## Data shown
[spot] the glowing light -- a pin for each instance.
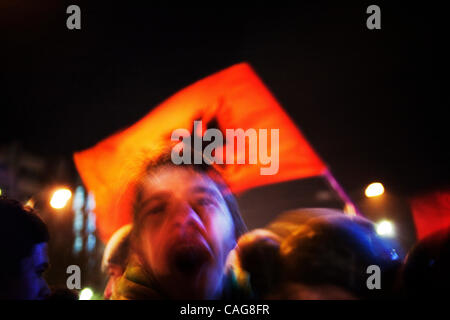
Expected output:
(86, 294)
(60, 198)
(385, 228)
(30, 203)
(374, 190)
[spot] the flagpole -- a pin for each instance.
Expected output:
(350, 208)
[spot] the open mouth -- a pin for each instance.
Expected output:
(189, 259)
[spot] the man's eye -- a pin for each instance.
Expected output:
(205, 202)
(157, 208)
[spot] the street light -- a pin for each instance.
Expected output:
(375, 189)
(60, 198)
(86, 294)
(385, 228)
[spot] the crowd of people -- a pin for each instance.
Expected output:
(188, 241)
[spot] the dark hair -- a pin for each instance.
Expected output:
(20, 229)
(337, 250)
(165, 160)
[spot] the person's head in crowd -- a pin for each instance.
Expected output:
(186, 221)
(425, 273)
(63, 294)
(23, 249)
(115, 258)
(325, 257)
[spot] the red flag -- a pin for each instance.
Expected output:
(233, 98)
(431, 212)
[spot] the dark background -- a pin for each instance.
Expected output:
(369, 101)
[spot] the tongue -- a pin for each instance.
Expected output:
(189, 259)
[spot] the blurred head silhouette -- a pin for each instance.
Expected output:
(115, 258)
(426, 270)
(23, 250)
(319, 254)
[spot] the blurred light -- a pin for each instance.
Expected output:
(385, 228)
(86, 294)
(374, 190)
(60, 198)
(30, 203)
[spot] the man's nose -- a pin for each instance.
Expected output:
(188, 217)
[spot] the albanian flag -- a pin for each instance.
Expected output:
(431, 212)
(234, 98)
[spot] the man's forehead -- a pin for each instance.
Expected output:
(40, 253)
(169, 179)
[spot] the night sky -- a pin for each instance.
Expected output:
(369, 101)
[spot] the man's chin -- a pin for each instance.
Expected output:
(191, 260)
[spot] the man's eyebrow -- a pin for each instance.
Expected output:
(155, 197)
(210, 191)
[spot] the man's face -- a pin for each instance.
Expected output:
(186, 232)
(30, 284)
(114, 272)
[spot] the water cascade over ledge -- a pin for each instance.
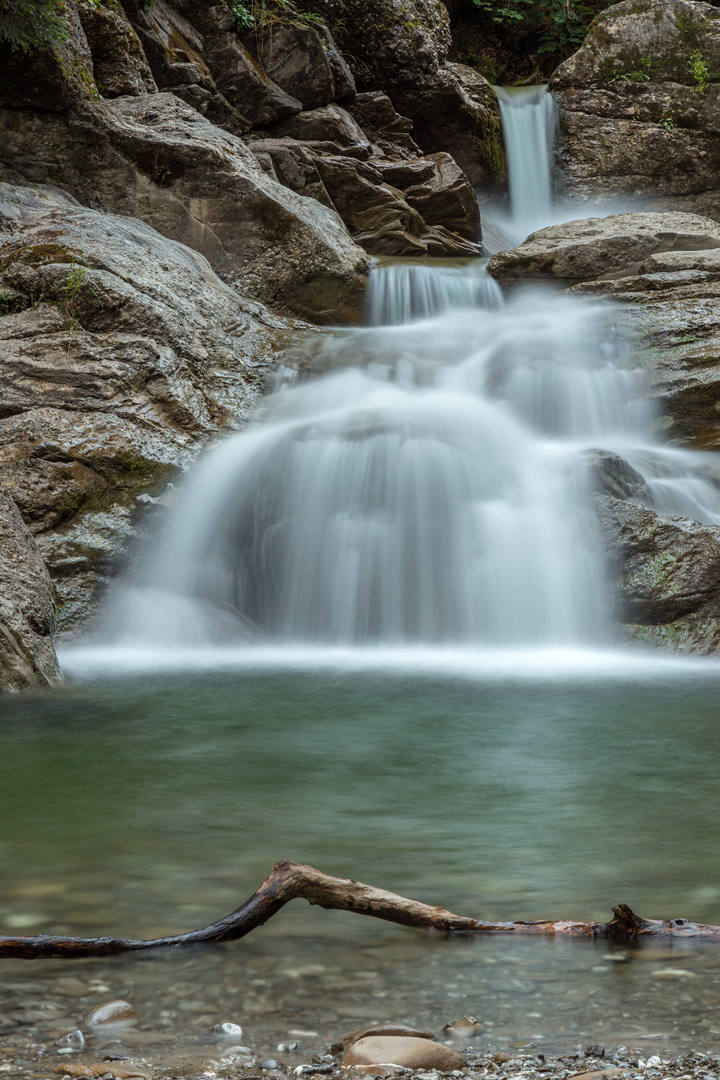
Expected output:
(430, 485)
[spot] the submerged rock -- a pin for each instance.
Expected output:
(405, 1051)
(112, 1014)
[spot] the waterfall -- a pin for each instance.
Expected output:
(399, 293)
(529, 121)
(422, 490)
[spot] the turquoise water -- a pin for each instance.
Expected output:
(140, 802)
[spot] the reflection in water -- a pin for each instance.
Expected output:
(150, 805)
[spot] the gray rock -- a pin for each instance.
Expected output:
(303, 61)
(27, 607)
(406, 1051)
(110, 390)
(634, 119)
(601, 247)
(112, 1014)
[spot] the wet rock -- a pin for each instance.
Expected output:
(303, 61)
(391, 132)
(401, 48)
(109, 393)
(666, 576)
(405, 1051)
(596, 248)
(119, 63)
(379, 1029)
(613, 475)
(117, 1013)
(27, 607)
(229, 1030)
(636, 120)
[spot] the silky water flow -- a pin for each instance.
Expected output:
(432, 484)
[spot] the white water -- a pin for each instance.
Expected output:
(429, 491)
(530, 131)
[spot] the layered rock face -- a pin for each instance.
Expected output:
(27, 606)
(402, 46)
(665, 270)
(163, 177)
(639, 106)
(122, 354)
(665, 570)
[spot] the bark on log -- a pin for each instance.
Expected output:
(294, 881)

## Written request
Rewrite the part of the listing that opens with the line containing "[spot] the man's face" and continues through the end of the listing as a numbered list, skipping any blank lines. Leave the pictures out of your answer.

## Task solution
1. [spot] the man's face -- a pin for each instance.
2. Expected output:
3. (186, 232)
4. (30, 284)
5. (114, 272)
6. [spot] the water cascade over ledge -- a pin for each instance.
7. Expected output:
8. (430, 485)
9. [spot] the submerged rock -- a pin for each instance.
10. Expected output:
11. (405, 1051)
12. (112, 1014)
13. [spot] the waterfall -- a pin for each instance.
14. Expected output:
15. (399, 293)
16. (529, 121)
17. (422, 490)
18. [spot] the turquoise water -- a pin for each instance.
19. Expected output:
20. (140, 802)
21. [spot] the reflection in water -- a pin for each instance.
22. Expected output:
23. (150, 805)
24. [spot] the gray rock -- a pin for each instance.
25. Expected output:
26. (303, 61)
27. (27, 607)
28. (406, 1051)
29. (110, 390)
30. (634, 119)
31. (601, 247)
32. (112, 1014)
33. [spot] the wet rock -- a pin for each instance.
34. Expected output:
35. (303, 61)
36. (391, 132)
37. (401, 48)
38. (109, 393)
39. (666, 576)
40. (405, 1051)
41. (596, 248)
42. (119, 63)
43. (379, 1029)
44. (613, 475)
45. (117, 1013)
46. (27, 607)
47. (229, 1030)
48. (636, 120)
49. [spot] the silky water flow -- a pin for each instance.
50. Expected output:
51. (432, 484)
52. [spot] the white water -- a pin for each instance.
53. Expected output:
54. (429, 491)
55. (530, 131)
56. [spot] the layered rock face -- a pin for each instance.
57. Expected output:
58. (27, 606)
59. (402, 46)
60. (665, 270)
61. (163, 177)
62. (639, 106)
63. (122, 354)
64. (665, 570)
65. [spot] the bark on log -- a pin for each instance.
66. Expected output:
67. (294, 881)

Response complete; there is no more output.